▶ _Task instructions_
Which lines do you get if you substitute "paper carton" for "cardboard box" in the data starting at the line containing "Pick out the stacked" and ending at the line containing "<point>204,72</point>"? Return only those lines, otherwise unchanged.

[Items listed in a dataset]
_ _ _ _ _

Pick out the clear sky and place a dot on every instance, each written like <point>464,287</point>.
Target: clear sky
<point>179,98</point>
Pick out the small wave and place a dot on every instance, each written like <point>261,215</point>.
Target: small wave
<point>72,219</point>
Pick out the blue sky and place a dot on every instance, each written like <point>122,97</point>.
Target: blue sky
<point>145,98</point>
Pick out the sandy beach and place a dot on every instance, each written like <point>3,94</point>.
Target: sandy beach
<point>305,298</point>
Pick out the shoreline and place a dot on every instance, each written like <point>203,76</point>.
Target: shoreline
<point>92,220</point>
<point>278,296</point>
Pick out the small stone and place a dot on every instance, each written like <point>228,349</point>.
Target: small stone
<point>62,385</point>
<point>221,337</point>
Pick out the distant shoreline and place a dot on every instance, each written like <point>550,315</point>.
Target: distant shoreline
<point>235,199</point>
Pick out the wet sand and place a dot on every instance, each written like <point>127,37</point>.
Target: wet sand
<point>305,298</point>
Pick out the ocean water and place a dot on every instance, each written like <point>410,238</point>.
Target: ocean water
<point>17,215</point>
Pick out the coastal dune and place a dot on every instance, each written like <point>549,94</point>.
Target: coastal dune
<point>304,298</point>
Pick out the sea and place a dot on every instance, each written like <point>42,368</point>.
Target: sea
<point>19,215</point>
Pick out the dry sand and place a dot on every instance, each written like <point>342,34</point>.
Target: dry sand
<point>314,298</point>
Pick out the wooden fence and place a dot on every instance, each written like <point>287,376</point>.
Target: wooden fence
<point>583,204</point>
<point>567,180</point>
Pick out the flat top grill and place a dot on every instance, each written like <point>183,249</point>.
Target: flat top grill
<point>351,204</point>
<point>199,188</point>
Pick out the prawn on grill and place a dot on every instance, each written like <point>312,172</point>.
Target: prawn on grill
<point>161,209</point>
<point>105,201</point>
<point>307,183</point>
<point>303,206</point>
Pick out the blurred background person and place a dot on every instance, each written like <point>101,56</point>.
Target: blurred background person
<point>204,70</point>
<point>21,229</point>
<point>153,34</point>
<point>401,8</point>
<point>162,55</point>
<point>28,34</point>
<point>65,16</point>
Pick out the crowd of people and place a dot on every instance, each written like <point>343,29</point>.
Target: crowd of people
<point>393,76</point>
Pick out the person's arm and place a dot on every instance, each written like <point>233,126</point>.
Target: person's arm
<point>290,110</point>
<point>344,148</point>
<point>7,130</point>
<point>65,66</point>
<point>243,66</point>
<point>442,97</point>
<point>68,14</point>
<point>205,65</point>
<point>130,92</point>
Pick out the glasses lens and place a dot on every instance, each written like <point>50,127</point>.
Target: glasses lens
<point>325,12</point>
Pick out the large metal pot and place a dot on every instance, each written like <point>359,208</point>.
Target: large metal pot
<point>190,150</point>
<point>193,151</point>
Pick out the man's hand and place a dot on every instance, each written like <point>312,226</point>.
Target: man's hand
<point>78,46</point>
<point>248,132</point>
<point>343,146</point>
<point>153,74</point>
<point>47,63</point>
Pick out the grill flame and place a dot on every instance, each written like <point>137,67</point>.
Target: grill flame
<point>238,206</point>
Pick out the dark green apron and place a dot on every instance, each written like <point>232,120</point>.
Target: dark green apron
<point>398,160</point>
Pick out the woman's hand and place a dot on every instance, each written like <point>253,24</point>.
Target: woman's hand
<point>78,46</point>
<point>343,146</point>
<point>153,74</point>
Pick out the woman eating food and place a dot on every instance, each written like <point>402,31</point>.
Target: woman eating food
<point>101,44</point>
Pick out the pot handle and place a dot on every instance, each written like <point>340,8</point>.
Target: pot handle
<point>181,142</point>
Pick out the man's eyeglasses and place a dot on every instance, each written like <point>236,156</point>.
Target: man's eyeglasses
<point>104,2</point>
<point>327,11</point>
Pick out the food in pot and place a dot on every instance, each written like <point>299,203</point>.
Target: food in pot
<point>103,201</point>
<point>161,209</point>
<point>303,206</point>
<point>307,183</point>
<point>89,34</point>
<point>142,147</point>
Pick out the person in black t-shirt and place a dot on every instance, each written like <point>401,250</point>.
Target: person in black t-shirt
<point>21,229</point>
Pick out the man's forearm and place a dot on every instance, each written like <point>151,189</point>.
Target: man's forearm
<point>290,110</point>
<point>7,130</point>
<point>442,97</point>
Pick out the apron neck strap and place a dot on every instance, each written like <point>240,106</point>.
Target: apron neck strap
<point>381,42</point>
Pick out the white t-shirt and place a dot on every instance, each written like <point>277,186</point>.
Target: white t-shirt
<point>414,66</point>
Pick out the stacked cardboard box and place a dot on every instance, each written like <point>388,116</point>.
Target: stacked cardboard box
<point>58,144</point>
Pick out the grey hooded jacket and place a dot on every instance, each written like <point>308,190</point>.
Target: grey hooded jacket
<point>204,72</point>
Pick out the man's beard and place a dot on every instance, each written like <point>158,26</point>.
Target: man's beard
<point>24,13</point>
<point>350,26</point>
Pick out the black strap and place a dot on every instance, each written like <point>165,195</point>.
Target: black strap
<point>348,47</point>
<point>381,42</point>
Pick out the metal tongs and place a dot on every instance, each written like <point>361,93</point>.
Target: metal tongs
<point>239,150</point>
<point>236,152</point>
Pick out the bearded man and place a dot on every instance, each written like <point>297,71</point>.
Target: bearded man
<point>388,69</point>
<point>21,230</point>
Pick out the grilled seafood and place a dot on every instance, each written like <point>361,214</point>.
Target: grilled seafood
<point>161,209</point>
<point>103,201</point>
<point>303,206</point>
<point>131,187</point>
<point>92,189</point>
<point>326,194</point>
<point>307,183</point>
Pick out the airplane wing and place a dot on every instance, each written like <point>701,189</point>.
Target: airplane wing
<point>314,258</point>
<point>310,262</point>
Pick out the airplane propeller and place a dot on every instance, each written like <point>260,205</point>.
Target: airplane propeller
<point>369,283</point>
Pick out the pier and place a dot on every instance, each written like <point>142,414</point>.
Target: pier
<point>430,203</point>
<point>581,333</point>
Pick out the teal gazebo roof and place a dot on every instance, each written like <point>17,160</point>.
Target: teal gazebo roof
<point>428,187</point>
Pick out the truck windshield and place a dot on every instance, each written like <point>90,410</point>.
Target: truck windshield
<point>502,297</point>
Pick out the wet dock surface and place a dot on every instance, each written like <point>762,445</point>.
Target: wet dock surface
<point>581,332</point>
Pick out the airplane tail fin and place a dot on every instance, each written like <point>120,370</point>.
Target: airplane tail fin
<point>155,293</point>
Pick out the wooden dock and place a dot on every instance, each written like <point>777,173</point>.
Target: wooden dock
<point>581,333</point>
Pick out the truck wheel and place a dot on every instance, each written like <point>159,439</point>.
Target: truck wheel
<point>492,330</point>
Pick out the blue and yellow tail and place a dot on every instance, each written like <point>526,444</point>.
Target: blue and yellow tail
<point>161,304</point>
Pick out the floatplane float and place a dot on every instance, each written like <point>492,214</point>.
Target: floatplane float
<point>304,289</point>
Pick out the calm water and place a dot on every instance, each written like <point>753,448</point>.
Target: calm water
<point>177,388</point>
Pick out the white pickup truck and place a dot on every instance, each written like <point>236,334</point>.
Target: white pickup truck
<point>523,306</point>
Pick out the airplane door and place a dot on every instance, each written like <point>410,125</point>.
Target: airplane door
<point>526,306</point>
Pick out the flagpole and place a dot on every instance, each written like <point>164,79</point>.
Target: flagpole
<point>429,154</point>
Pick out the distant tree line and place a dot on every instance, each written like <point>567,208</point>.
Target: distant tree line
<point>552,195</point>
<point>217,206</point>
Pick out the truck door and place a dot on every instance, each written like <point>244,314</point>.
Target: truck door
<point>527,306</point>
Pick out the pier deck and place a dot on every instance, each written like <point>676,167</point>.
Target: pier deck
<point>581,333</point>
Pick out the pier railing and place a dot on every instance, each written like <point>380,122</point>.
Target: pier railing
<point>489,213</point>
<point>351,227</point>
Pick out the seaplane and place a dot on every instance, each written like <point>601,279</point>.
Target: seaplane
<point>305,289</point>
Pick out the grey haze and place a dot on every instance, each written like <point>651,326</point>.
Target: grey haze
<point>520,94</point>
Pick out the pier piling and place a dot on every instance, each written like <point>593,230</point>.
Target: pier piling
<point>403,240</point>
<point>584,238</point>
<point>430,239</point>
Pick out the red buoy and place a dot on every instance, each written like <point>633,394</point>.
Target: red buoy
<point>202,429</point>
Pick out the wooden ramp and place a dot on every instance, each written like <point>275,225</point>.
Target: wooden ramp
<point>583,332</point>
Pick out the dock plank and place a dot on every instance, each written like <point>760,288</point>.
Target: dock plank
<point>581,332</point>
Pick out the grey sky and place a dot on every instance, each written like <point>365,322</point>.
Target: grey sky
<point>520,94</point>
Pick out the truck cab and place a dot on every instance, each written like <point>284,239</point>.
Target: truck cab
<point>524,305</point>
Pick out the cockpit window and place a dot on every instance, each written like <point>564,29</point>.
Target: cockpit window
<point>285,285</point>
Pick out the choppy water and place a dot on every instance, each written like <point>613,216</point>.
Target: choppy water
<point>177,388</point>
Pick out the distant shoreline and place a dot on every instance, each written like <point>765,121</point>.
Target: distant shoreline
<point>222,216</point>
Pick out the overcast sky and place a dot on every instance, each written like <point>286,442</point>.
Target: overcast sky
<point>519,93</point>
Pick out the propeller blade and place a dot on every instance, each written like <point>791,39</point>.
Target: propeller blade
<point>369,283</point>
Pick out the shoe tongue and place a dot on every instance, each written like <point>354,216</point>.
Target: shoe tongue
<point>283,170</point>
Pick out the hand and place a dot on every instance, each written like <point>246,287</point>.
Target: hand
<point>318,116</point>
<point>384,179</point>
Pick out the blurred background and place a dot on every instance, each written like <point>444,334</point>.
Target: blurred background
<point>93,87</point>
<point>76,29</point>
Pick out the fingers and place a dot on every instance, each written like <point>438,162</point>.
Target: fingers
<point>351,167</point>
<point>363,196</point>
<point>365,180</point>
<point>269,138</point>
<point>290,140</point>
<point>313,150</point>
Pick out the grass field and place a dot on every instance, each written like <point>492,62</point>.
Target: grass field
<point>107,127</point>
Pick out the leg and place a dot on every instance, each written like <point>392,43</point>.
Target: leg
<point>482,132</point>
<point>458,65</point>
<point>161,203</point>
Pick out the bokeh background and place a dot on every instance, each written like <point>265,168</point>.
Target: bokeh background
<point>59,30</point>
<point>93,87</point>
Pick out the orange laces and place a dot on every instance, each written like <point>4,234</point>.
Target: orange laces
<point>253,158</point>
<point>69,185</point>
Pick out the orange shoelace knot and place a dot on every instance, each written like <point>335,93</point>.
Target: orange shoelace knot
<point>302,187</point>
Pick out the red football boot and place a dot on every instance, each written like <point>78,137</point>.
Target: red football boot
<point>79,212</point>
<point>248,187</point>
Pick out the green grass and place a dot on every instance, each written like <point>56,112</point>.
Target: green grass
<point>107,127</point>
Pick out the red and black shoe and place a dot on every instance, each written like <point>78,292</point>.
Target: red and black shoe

_ _ _ _ _

▶ _Exercise output_
Pick out the stacked paper carton and place a dot on every instance, each written like <point>388,116</point>.
Target: stacked paper carton
<point>58,144</point>
Pick out the grey hooded jacket and place a dot on every instance, each written like <point>308,190</point>.
Target: grey hooded jacket
<point>204,72</point>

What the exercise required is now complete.